### OBJETIVO A:
Traduza para o inglês esta frase do texto sobre ser cristão em tempo de crise: "Jesus anunciou repetidamente o Reino."
━━━━━ TRECHO DO TEXTO ━━━━━
SER CRISTÃO EM TEMPO DE CRISE – 26 de Junho de 2011

1. Quando Jesus nasceu, a sociedade do seu tempo tinha inúmeras razões de sofrimento para a população em geral. Para além do domínio romano, a que estava sujeito o povo judaico, a afirmação dos poderosos, a autoridade escravizante dos sacerdotes e dos doutores da lei, a prepotência do Sinédrio, a par da exclusão dos mais pobres, da marginalização de doentes como os leprosos, do abandono de quantos estavam feridos pela injustiça corrente, tudo isto levava à angústia e à incerteza quanto ao futuro de todo o povo que se considerava ainda o Povo de Deus. Jesus começou a pregar primeiro na Galileia, depois na Judeia e em Jerusalém, anunciou a justiça a que todos tinham direito, proclamou a liberdade como garantia de realização, convidou ao amor, único caminho para a felicidade de todos. Teria Jesus direito a pedir um mundo novo? Jesus anunciou repetidamente o Reino. Muitos pensavam que era um reino temporal, porém, o Reino espiritual anunciado por Jesus supunha também a transformação do mundo. Todos os cristãos estão, com Cristo, envolvidos na transformação do Mundo.
━━━━━
### OBJETIVO B:
Substitua "jacket" por "coat" nas linhas dos registros que vão da linha com "Q: Point to every instance of the person" até o fim dos registros, sem alterar mais nada, e apresente apenas essas linhas.
━━━━━ DADOS FORNECIDOS ━━━━━
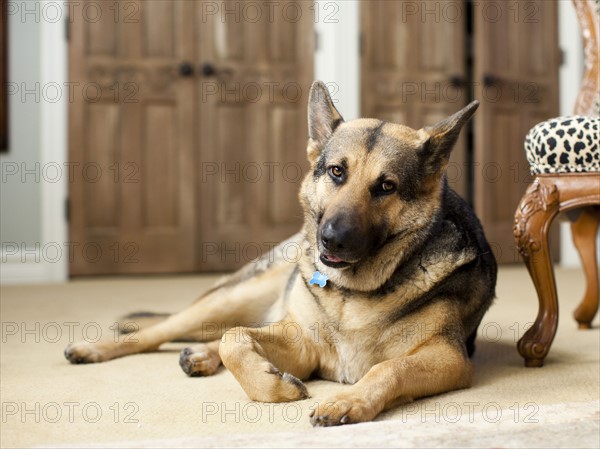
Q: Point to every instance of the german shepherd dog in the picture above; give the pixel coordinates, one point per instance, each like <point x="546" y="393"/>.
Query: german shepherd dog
<point x="394" y="277"/>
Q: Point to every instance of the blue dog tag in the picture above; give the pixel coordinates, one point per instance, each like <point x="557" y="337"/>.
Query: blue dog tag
<point x="318" y="278"/>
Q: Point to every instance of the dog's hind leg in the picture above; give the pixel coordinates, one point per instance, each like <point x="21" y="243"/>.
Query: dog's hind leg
<point x="435" y="367"/>
<point x="238" y="301"/>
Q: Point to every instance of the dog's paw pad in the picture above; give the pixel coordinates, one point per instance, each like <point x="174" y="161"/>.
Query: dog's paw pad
<point x="340" y="411"/>
<point x="298" y="384"/>
<point x="199" y="362"/>
<point x="79" y="353"/>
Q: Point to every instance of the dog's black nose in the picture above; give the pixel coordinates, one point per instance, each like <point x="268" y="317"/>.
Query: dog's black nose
<point x="336" y="235"/>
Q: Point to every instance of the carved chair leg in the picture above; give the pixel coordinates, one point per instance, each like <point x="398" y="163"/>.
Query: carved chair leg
<point x="533" y="217"/>
<point x="584" y="231"/>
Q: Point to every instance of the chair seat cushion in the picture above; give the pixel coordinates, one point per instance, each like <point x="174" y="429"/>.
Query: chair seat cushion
<point x="564" y="145"/>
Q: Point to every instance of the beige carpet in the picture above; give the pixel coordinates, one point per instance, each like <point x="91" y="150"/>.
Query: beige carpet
<point x="147" y="401"/>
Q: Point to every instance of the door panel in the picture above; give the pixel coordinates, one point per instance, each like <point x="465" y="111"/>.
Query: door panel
<point x="132" y="209"/>
<point x="412" y="70"/>
<point x="516" y="75"/>
<point x="253" y="128"/>
<point x="189" y="159"/>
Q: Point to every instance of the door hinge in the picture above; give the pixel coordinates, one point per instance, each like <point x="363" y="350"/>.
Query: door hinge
<point x="67" y="27"/>
<point x="361" y="43"/>
<point x="562" y="57"/>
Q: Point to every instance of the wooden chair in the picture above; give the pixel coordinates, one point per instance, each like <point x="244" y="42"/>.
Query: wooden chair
<point x="564" y="155"/>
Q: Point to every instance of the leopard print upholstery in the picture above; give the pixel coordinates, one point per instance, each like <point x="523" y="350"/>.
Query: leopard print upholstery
<point x="564" y="145"/>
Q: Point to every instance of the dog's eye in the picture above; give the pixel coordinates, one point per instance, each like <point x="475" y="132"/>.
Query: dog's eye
<point x="388" y="187"/>
<point x="336" y="171"/>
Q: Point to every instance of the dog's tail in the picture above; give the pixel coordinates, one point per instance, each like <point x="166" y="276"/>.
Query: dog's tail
<point x="133" y="322"/>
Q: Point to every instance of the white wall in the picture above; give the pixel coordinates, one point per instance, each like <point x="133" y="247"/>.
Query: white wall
<point x="33" y="229"/>
<point x="337" y="60"/>
<point x="20" y="195"/>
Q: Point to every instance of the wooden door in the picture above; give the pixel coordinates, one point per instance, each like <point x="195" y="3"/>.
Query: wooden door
<point x="516" y="80"/>
<point x="187" y="132"/>
<point x="131" y="138"/>
<point x="413" y="68"/>
<point x="253" y="98"/>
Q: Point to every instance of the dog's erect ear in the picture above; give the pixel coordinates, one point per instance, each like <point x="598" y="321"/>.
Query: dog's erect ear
<point x="323" y="119"/>
<point x="443" y="136"/>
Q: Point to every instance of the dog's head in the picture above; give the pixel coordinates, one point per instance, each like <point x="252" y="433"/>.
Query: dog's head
<point x="374" y="187"/>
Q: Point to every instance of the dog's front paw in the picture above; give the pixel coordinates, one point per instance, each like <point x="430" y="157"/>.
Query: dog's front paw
<point x="83" y="352"/>
<point x="199" y="360"/>
<point x="342" y="409"/>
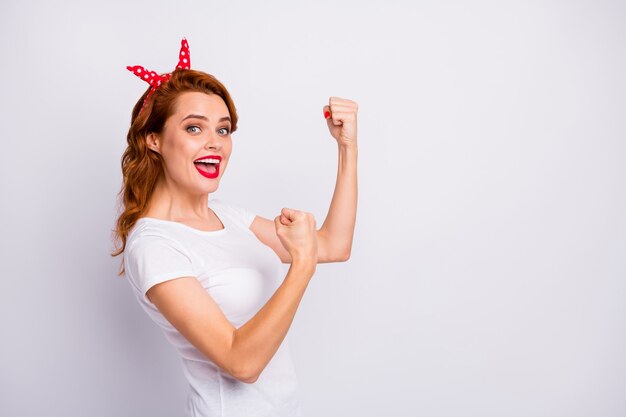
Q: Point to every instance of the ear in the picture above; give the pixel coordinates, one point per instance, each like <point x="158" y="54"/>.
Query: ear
<point x="153" y="141"/>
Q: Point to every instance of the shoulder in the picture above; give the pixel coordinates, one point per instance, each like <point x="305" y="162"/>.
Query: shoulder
<point x="149" y="234"/>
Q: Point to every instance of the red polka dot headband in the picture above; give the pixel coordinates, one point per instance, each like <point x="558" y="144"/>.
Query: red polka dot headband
<point x="154" y="79"/>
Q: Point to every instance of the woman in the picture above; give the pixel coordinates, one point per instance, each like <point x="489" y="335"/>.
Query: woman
<point x="208" y="272"/>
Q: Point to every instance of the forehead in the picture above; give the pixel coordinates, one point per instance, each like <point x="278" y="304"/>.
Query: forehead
<point x="209" y="105"/>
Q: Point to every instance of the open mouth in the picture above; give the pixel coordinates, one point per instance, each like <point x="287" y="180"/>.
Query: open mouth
<point x="208" y="166"/>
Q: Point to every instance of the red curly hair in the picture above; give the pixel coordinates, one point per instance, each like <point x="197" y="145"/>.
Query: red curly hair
<point x="141" y="167"/>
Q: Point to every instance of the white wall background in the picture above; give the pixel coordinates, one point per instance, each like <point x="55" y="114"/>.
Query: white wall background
<point x="487" y="275"/>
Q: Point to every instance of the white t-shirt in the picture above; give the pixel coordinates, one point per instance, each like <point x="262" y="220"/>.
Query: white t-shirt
<point x="241" y="274"/>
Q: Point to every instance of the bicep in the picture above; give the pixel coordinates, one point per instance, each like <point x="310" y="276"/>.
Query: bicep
<point x="193" y="312"/>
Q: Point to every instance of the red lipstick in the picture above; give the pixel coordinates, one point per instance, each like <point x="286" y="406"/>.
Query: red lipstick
<point x="208" y="166"/>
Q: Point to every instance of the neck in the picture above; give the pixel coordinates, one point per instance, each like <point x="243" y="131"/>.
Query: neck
<point x="170" y="202"/>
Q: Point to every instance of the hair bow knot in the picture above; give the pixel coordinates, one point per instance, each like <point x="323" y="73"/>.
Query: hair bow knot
<point x="154" y="79"/>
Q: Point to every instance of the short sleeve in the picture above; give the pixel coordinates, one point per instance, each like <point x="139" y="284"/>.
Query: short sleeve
<point x="151" y="260"/>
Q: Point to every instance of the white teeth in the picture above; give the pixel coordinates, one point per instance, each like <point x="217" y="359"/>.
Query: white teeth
<point x="209" y="161"/>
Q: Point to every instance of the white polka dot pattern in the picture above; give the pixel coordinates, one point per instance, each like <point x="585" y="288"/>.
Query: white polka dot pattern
<point x="154" y="79"/>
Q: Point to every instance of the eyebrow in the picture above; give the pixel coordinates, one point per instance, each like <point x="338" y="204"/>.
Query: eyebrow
<point x="198" y="116"/>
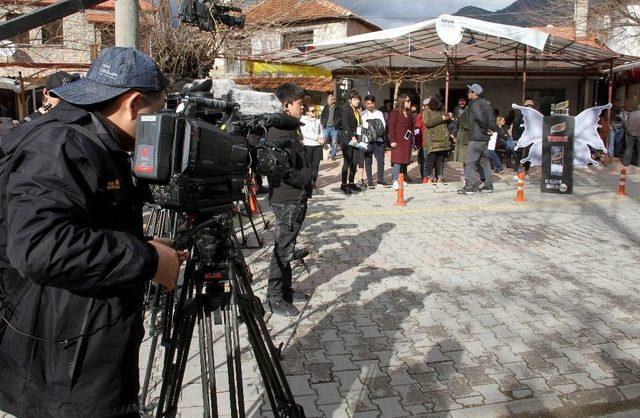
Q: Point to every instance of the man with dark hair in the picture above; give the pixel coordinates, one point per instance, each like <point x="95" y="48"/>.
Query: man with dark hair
<point x="517" y="129"/>
<point x="288" y="196"/>
<point x="482" y="124"/>
<point x="374" y="133"/>
<point x="73" y="259"/>
<point x="55" y="80"/>
<point x="349" y="125"/>
<point x="327" y="122"/>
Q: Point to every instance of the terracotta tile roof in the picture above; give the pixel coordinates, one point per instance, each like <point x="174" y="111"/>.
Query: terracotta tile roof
<point x="569" y="32"/>
<point x="107" y="5"/>
<point x="323" y="84"/>
<point x="298" y="11"/>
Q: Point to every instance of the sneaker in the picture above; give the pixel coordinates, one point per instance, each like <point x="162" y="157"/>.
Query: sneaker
<point x="354" y="188"/>
<point x="486" y="188"/>
<point x="300" y="253"/>
<point x="296" y="296"/>
<point x="282" y="307"/>
<point x="467" y="191"/>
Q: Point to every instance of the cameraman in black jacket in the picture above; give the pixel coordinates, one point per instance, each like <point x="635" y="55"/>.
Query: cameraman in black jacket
<point x="288" y="196"/>
<point x="73" y="260"/>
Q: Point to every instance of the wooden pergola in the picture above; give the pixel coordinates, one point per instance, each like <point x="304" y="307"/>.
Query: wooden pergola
<point x="482" y="48"/>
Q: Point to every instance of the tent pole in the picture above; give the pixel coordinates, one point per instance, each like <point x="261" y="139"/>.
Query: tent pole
<point x="23" y="99"/>
<point x="610" y="88"/>
<point x="524" y="75"/>
<point x="446" y="88"/>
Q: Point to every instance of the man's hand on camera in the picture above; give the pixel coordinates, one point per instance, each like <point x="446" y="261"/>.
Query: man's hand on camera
<point x="183" y="255"/>
<point x="168" y="265"/>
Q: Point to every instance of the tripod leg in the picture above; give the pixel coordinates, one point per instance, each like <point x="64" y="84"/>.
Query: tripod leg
<point x="212" y="365"/>
<point x="234" y="368"/>
<point x="174" y="370"/>
<point x="155" y="332"/>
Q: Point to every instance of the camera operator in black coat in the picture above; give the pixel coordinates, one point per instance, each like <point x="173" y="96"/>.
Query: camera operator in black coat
<point x="288" y="196"/>
<point x="73" y="259"/>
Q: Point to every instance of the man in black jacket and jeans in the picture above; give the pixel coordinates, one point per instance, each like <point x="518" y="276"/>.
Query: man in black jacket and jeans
<point x="288" y="198"/>
<point x="481" y="125"/>
<point x="73" y="260"/>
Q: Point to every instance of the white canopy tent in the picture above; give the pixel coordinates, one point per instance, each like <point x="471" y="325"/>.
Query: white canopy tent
<point x="462" y="45"/>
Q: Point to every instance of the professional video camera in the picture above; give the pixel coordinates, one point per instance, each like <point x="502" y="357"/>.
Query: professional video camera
<point x="197" y="150"/>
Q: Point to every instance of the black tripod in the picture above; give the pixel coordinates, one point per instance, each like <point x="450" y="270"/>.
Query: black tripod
<point x="216" y="288"/>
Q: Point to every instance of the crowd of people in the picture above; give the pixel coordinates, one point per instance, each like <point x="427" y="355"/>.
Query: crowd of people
<point x="362" y="132"/>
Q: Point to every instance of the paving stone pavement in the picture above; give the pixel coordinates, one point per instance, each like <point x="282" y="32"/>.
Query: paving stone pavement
<point x="458" y="306"/>
<point x="462" y="306"/>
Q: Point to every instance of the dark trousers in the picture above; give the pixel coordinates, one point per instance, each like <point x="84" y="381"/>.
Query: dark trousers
<point x="421" y="162"/>
<point x="314" y="156"/>
<point x="435" y="162"/>
<point x="349" y="163"/>
<point x="521" y="153"/>
<point x="633" y="145"/>
<point x="378" y="152"/>
<point x="289" y="219"/>
<point x="478" y="153"/>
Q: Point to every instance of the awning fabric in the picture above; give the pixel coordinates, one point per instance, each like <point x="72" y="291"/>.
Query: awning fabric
<point x="483" y="45"/>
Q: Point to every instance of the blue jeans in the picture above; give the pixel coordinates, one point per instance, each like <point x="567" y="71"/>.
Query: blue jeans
<point x="493" y="156"/>
<point x="331" y="133"/>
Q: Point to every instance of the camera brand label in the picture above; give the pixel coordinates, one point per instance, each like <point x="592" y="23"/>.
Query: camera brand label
<point x="144" y="159"/>
<point x="558" y="128"/>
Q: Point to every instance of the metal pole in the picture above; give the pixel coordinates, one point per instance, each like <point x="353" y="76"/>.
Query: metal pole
<point x="524" y="75"/>
<point x="446" y="90"/>
<point x="610" y="88"/>
<point x="127" y="23"/>
<point x="23" y="99"/>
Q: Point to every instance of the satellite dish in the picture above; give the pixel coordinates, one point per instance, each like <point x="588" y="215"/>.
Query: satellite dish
<point x="7" y="48"/>
<point x="449" y="30"/>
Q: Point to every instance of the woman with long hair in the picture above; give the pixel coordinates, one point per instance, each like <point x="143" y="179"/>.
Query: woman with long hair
<point x="400" y="136"/>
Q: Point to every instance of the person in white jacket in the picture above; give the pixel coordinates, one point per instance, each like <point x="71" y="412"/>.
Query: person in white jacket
<point x="312" y="140"/>
<point x="374" y="133"/>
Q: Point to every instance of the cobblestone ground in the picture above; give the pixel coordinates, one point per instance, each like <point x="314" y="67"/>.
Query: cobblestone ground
<point x="458" y="306"/>
<point x="461" y="306"/>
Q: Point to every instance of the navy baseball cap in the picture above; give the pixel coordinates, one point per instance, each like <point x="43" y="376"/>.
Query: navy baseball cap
<point x="114" y="72"/>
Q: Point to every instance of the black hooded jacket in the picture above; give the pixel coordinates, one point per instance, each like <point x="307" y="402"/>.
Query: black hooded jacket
<point x="71" y="241"/>
<point x="295" y="186"/>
━━━━━
### RESPOSTA FINAL A:
Jesus repeatedly proclaimed the Kingdom.

### RESPOSTA FINAL B:
Q: Point to every instance of the person in white coat in the picture above; give the pixel coordinates, one point per instance, each like <point x="71" y="412"/>.
Query: person in white coat
<point x="312" y="140"/>
<point x="374" y="133"/>
Q: Point to every instance of the cobblestone ground in the picture above; give the pixel coordinates, one point per instance, each like <point x="314" y="67"/>.
Query: cobblestone ground
<point x="458" y="306"/>
<point x="461" y="306"/>
Q: Point to every instance of the navy baseball cap in the picture above; give the pixel coordinates, one point per instance, each like <point x="43" y="376"/>.
Query: navy baseball cap
<point x="114" y="72"/>
Q: Point to every instance of the black hooded coat in the picture above; give the pixel coordinates, one point per instance, each like <point x="307" y="402"/>.
Query: black hooded coat
<point x="71" y="241"/>
<point x="295" y="186"/>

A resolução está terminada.